What you will do — Using the records below, transcribe word for word the stretch from the line that contains "Now the bell" through the line that contains "target: satellite dish", both end lines included, and nothing else.
═════ Records for this task
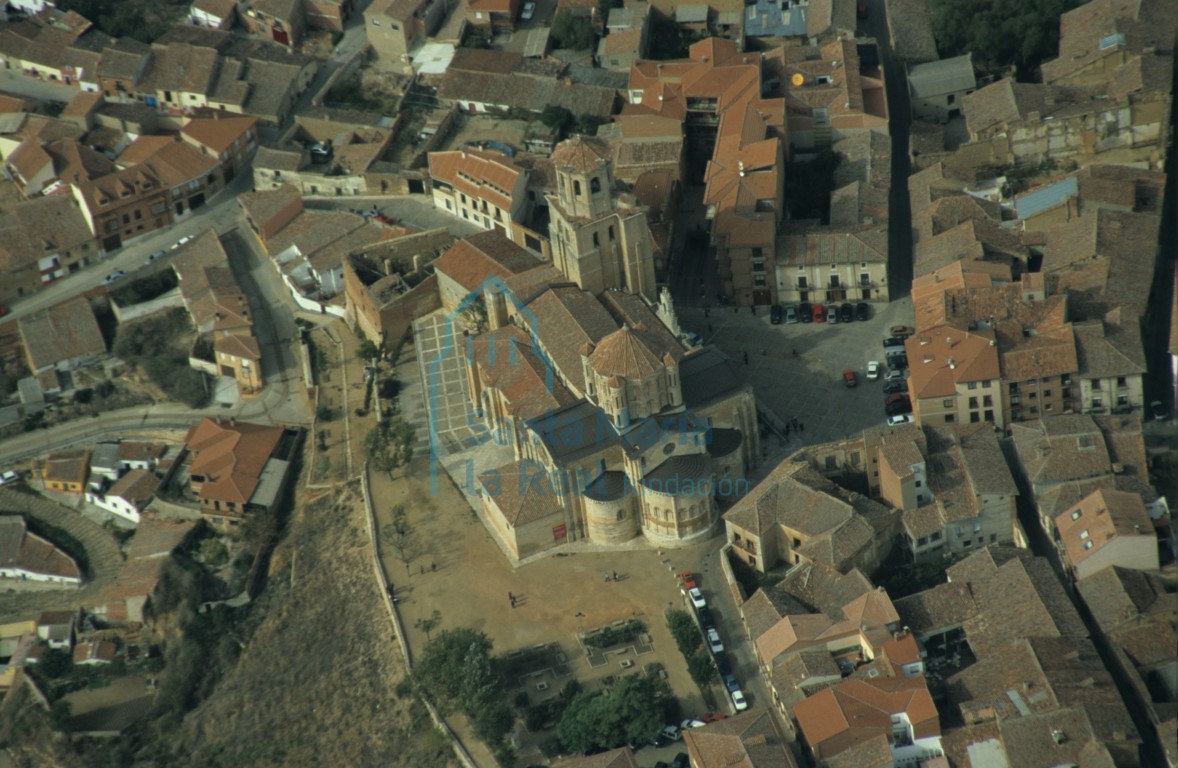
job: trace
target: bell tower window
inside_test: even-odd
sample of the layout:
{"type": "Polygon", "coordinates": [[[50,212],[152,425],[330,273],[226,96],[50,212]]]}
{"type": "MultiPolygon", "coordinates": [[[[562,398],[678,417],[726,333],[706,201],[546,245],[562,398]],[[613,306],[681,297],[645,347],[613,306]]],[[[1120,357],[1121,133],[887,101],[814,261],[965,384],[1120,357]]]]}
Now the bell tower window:
{"type": "Polygon", "coordinates": [[[592,179],[589,179],[589,193],[596,195],[600,191],[601,179],[597,178],[596,176],[594,176],[592,179]]]}

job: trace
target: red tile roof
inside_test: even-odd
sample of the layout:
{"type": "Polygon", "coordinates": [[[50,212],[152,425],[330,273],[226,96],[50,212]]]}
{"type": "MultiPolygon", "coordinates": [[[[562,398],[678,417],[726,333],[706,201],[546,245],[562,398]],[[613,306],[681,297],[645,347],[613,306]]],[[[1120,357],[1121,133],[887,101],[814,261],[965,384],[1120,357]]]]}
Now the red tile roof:
{"type": "Polygon", "coordinates": [[[192,453],[189,474],[205,477],[201,499],[248,502],[282,435],[281,427],[201,419],[184,441],[192,453]]]}

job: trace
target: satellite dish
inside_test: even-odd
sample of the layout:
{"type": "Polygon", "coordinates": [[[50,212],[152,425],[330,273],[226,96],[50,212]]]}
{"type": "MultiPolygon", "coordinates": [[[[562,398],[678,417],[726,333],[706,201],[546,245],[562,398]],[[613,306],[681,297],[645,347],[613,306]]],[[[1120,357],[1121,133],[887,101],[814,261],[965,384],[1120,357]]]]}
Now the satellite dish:
{"type": "Polygon", "coordinates": [[[795,72],[793,74],[793,76],[790,77],[789,81],[796,88],[796,87],[800,86],[802,83],[806,82],[806,78],[800,72],[795,72]]]}

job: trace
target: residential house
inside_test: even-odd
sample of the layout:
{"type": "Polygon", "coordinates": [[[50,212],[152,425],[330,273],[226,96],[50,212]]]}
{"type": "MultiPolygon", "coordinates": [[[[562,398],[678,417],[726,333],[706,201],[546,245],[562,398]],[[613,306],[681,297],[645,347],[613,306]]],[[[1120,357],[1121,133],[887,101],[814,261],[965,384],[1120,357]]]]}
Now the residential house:
{"type": "Polygon", "coordinates": [[[169,189],[146,165],[75,179],[70,191],[103,250],[116,250],[172,223],[169,189]]]}
{"type": "Polygon", "coordinates": [[[83,640],[74,646],[74,664],[96,667],[110,664],[119,655],[113,640],[83,640]]]}
{"type": "Polygon", "coordinates": [[[314,145],[317,151],[291,143],[259,148],[254,158],[254,187],[267,189],[286,184],[304,195],[371,194],[368,177],[375,172],[393,137],[385,125],[388,120],[380,122],[375,127],[340,131],[334,141],[327,139],[314,145]]]}
{"type": "Polygon", "coordinates": [[[251,35],[296,47],[306,27],[303,0],[239,0],[238,18],[251,35]]]}
{"type": "Polygon", "coordinates": [[[188,23],[228,30],[237,20],[237,0],[195,0],[188,7],[188,23]]]}
{"type": "Polygon", "coordinates": [[[243,396],[259,394],[264,384],[262,350],[254,336],[253,313],[216,231],[210,229],[188,243],[172,260],[172,268],[192,324],[206,339],[212,337],[213,359],[201,370],[232,378],[243,396]]]}
{"type": "Polygon", "coordinates": [[[16,683],[18,670],[36,663],[37,642],[37,624],[31,619],[0,624],[0,691],[16,683]]]}
{"type": "Polygon", "coordinates": [[[123,470],[158,469],[167,452],[168,447],[163,443],[120,442],[119,468],[123,470]]]}
{"type": "Polygon", "coordinates": [[[250,229],[266,245],[303,212],[303,196],[297,187],[280,184],[274,189],[243,192],[237,198],[250,229]]]}
{"type": "Polygon", "coordinates": [[[683,746],[693,768],[797,768],[777,718],[764,707],[689,728],[683,746]]]}
{"type": "MultiPolygon", "coordinates": [[[[488,0],[499,4],[520,0],[488,0]]],[[[483,13],[476,5],[468,13],[483,13]]],[[[507,51],[459,48],[437,82],[438,98],[466,112],[527,110],[539,115],[548,106],[563,107],[574,115],[608,118],[613,114],[615,89],[573,82],[568,66],[556,59],[531,59],[507,51]]]]}
{"type": "Polygon", "coordinates": [[[454,242],[445,229],[417,232],[369,246],[344,258],[346,319],[366,338],[393,349],[413,319],[441,307],[440,274],[430,275],[454,242]]]}
{"type": "Polygon", "coordinates": [[[597,65],[630,71],[635,62],[647,56],[650,26],[650,3],[645,0],[629,0],[610,8],[606,34],[597,41],[597,65]]]}
{"type": "Polygon", "coordinates": [[[510,32],[519,20],[523,0],[469,0],[466,22],[491,33],[510,32]]]}
{"type": "Polygon", "coordinates": [[[160,479],[146,469],[132,469],[105,491],[86,494],[86,501],[99,509],[138,523],[143,511],[155,499],[160,479]]]}
{"type": "Polygon", "coordinates": [[[864,47],[870,56],[860,55],[855,40],[781,49],[791,156],[827,149],[863,131],[887,133],[883,69],[874,46],[864,47]]]}
{"type": "Polygon", "coordinates": [[[923,675],[845,680],[796,704],[794,716],[804,749],[817,761],[875,740],[890,747],[893,763],[944,754],[940,717],[923,675]]]}
{"type": "Polygon", "coordinates": [[[0,213],[0,303],[11,304],[102,255],[69,195],[22,200],[0,213]]]}
{"type": "Polygon", "coordinates": [[[638,759],[629,747],[618,747],[596,755],[566,757],[553,763],[552,768],[638,768],[638,759]]]}
{"type": "Polygon", "coordinates": [[[410,67],[409,54],[432,37],[446,18],[441,0],[378,0],[364,9],[364,30],[376,57],[410,67]]]}
{"type": "Polygon", "coordinates": [[[126,559],[119,566],[113,584],[97,598],[100,602],[86,610],[106,625],[134,629],[152,620],[152,595],[159,584],[164,565],[176,547],[188,537],[196,524],[185,520],[168,522],[142,520],[127,545],[126,559]]]}
{"type": "MultiPolygon", "coordinates": [[[[464,237],[434,262],[442,309],[453,313],[469,304],[472,294],[477,296],[487,290],[490,287],[485,285],[488,280],[506,280],[542,265],[539,257],[498,232],[480,232],[464,237]]],[[[492,323],[493,327],[499,325],[492,323]]]]}
{"type": "Polygon", "coordinates": [[[343,32],[354,9],[352,0],[306,0],[307,26],[343,32]]]}
{"type": "Polygon", "coordinates": [[[933,38],[932,14],[928,0],[886,0],[883,12],[892,51],[909,63],[936,61],[937,41],[933,38]]]}
{"type": "Polygon", "coordinates": [[[119,479],[119,444],[99,443],[90,454],[90,485],[102,489],[119,479]]]}
{"type": "Polygon", "coordinates": [[[42,611],[37,617],[37,637],[50,648],[70,650],[78,626],[78,611],[42,611]]]}
{"type": "Polygon", "coordinates": [[[23,517],[9,515],[0,517],[0,578],[77,587],[82,571],[72,557],[29,532],[23,517]]]}
{"type": "Polygon", "coordinates": [[[977,87],[972,53],[908,67],[908,101],[919,120],[961,117],[962,98],[977,87]]]}
{"type": "Polygon", "coordinates": [[[937,326],[910,337],[904,352],[917,424],[1006,426],[1009,411],[992,330],[937,326]]]}
{"type": "Polygon", "coordinates": [[[777,297],[781,302],[888,299],[887,231],[882,227],[791,228],[779,247],[777,297]]]}
{"type": "Polygon", "coordinates": [[[782,561],[873,572],[891,550],[898,514],[795,454],[737,500],[724,523],[733,554],[761,572],[782,561]]]}
{"type": "Polygon", "coordinates": [[[283,500],[298,434],[282,427],[205,417],[185,437],[188,491],[219,529],[269,514],[283,500]]]}
{"type": "Polygon", "coordinates": [[[72,371],[106,355],[106,340],[85,296],[25,315],[17,325],[25,362],[34,374],[72,371]]]}
{"type": "Polygon", "coordinates": [[[1101,488],[1055,516],[1055,544],[1072,577],[1112,566],[1158,569],[1158,537],[1135,493],[1101,488]]]}
{"type": "Polygon", "coordinates": [[[517,222],[530,213],[527,172],[500,152],[463,148],[429,153],[434,207],[522,244],[517,222]]]}
{"type": "Polygon", "coordinates": [[[90,451],[82,449],[54,451],[33,460],[33,477],[54,493],[84,493],[89,469],[90,451]]]}
{"type": "MultiPolygon", "coordinates": [[[[198,0],[209,2],[209,0],[198,0]]],[[[229,0],[223,0],[229,2],[229,0]]],[[[140,95],[140,84],[151,66],[151,46],[130,37],[120,37],[102,50],[98,62],[98,90],[108,100],[119,103],[134,101],[140,95]]]]}
{"type": "Polygon", "coordinates": [[[258,149],[257,118],[223,110],[196,113],[180,129],[180,138],[216,158],[225,183],[244,173],[258,149]]]}
{"type": "Polygon", "coordinates": [[[729,40],[694,44],[690,58],[639,61],[622,115],[683,124],[693,157],[710,158],[704,205],[723,293],[739,305],[776,298],[776,237],[784,216],[785,102],[762,98],[762,60],[729,40]]]}
{"type": "Polygon", "coordinates": [[[176,136],[140,136],[119,155],[124,168],[145,168],[168,192],[174,219],[200,208],[224,186],[216,157],[176,136]]]}

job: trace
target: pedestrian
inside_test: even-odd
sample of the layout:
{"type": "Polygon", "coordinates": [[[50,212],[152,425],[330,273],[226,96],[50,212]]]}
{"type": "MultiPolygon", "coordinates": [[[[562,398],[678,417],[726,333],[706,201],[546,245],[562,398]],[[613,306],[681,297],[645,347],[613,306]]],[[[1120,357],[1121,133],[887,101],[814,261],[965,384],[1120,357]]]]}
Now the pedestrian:
{"type": "Polygon", "coordinates": [[[789,437],[789,425],[788,424],[785,425],[785,436],[789,437]]]}
{"type": "Polygon", "coordinates": [[[795,349],[795,350],[793,350],[793,353],[794,353],[794,357],[797,357],[797,356],[798,356],[798,351],[797,351],[796,349],[795,349]]]}
{"type": "Polygon", "coordinates": [[[799,422],[798,422],[798,431],[799,431],[799,432],[805,432],[805,431],[806,431],[806,422],[804,422],[804,421],[799,421],[799,422]]]}
{"type": "Polygon", "coordinates": [[[618,572],[614,571],[614,581],[617,581],[617,580],[618,580],[618,572]]]}
{"type": "Polygon", "coordinates": [[[424,566],[424,565],[423,565],[423,566],[421,566],[421,574],[422,574],[423,576],[425,575],[425,566],[424,566]]]}
{"type": "Polygon", "coordinates": [[[606,580],[606,581],[609,581],[609,571],[606,571],[606,572],[605,572],[605,580],[606,580]]]}
{"type": "Polygon", "coordinates": [[[514,607],[515,607],[515,598],[514,598],[514,597],[513,597],[513,598],[511,598],[511,607],[512,607],[512,608],[514,608],[514,607]]]}
{"type": "Polygon", "coordinates": [[[765,348],[761,347],[761,357],[764,357],[767,354],[768,354],[768,352],[765,351],[765,348]]]}
{"type": "Polygon", "coordinates": [[[744,364],[745,365],[749,364],[749,353],[748,352],[744,353],[744,364]]]}
{"type": "Polygon", "coordinates": [[[712,324],[711,323],[708,323],[708,335],[709,336],[712,335],[712,324]]]}
{"type": "Polygon", "coordinates": [[[430,563],[430,564],[429,564],[429,569],[430,569],[431,571],[433,571],[434,573],[437,573],[437,572],[438,572],[438,564],[437,564],[437,563],[430,563]]]}
{"type": "Polygon", "coordinates": [[[734,315],[739,311],[740,311],[740,307],[733,307],[732,308],[732,314],[734,314],[734,315]]]}
{"type": "Polygon", "coordinates": [[[514,602],[515,602],[515,595],[511,594],[510,592],[508,592],[508,593],[507,593],[507,599],[508,599],[508,600],[510,600],[511,602],[513,602],[513,603],[514,603],[514,602]]]}
{"type": "Polygon", "coordinates": [[[708,308],[704,307],[704,317],[707,317],[707,316],[708,316],[708,308]]]}

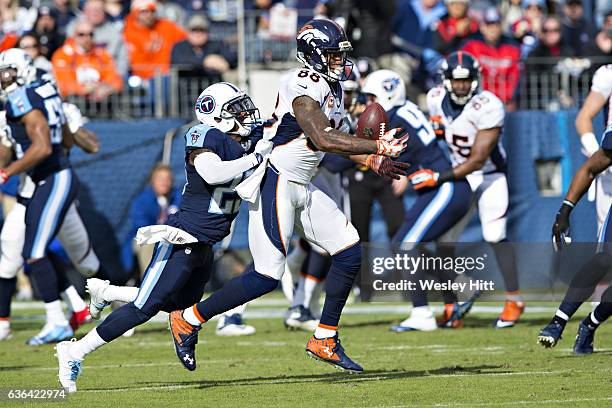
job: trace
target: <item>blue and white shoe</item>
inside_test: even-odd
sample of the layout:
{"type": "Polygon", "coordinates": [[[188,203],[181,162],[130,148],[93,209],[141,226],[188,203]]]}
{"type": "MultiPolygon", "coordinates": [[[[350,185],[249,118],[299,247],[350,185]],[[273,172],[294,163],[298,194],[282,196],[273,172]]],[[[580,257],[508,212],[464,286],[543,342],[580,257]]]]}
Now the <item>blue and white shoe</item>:
{"type": "Polygon", "coordinates": [[[419,306],[412,309],[410,317],[391,326],[389,330],[395,333],[408,331],[433,331],[438,328],[438,323],[429,306],[419,306]]]}
{"type": "Polygon", "coordinates": [[[289,315],[285,319],[285,327],[289,330],[304,330],[313,332],[319,325],[319,320],[316,319],[310,309],[304,306],[294,306],[289,309],[289,315]]]}
{"type": "Polygon", "coordinates": [[[561,339],[564,329],[565,327],[557,322],[548,323],[546,327],[540,330],[538,343],[546,348],[555,347],[561,339]]]}
{"type": "Polygon", "coordinates": [[[215,330],[217,336],[249,336],[254,333],[255,327],[244,324],[240,313],[221,316],[215,330]]]}
{"type": "Polygon", "coordinates": [[[595,340],[595,328],[580,322],[576,342],[574,343],[574,354],[593,354],[593,340],[595,340]]]}
{"type": "Polygon", "coordinates": [[[45,324],[40,333],[31,337],[26,344],[28,346],[40,346],[43,344],[59,343],[74,336],[69,324],[65,326],[56,324],[45,324]]]}
{"type": "Polygon", "coordinates": [[[200,326],[193,326],[183,319],[183,311],[175,310],[168,315],[174,351],[179,361],[189,371],[196,369],[195,347],[198,343],[200,326]]]}
{"type": "Polygon", "coordinates": [[[91,278],[87,279],[85,289],[89,293],[89,314],[92,319],[98,320],[102,314],[102,310],[109,303],[104,300],[104,290],[110,285],[110,281],[91,278]]]}
{"type": "Polygon", "coordinates": [[[81,368],[83,360],[75,359],[70,355],[70,347],[73,341],[76,341],[76,339],[72,339],[72,341],[62,341],[55,346],[55,356],[57,357],[57,363],[59,365],[59,381],[62,388],[69,393],[76,392],[76,381],[83,371],[81,368]]]}

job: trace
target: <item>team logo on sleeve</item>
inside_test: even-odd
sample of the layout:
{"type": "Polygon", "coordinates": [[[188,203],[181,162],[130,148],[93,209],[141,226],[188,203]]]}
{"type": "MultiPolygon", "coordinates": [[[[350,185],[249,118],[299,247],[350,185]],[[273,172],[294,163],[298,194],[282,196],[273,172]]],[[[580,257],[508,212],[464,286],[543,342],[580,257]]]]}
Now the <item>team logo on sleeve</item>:
{"type": "Polygon", "coordinates": [[[198,99],[196,103],[196,109],[198,112],[209,114],[215,110],[215,98],[210,95],[204,95],[198,99]]]}
{"type": "Polygon", "coordinates": [[[199,138],[200,138],[200,134],[198,133],[197,130],[194,130],[193,133],[191,133],[191,144],[195,145],[198,142],[199,138]]]}
{"type": "Polygon", "coordinates": [[[389,93],[393,92],[399,85],[399,78],[389,78],[383,82],[383,89],[389,93]]]}
{"type": "Polygon", "coordinates": [[[319,40],[322,42],[329,42],[329,37],[322,31],[317,30],[311,25],[305,25],[302,27],[297,36],[298,40],[304,40],[308,44],[312,43],[314,40],[319,40]]]}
══════════
Task answer —
Now the bell tower window:
{"type": "Polygon", "coordinates": [[[592,179],[589,179],[589,193],[596,195],[600,191],[601,179],[597,178],[596,176],[594,176],[592,179]]]}

job: trace
target: red tile roof
inside_test: even-odd
sample of the layout:
{"type": "Polygon", "coordinates": [[[50,212],[152,425],[330,273],[226,96],[50,212]]]}
{"type": "MultiPolygon", "coordinates": [[[[562,398],[678,417],[726,333],[706,201],[546,245],[562,398]],[[613,306],[681,297],[645,347],[613,306]]],[[[1120,357],[1121,133],[887,101],[814,261],[965,384],[1120,357]]]]}
Now the red tile roof:
{"type": "Polygon", "coordinates": [[[192,453],[189,474],[205,477],[201,499],[248,502],[282,435],[281,427],[201,419],[184,441],[192,453]]]}

job: trace
target: satellite dish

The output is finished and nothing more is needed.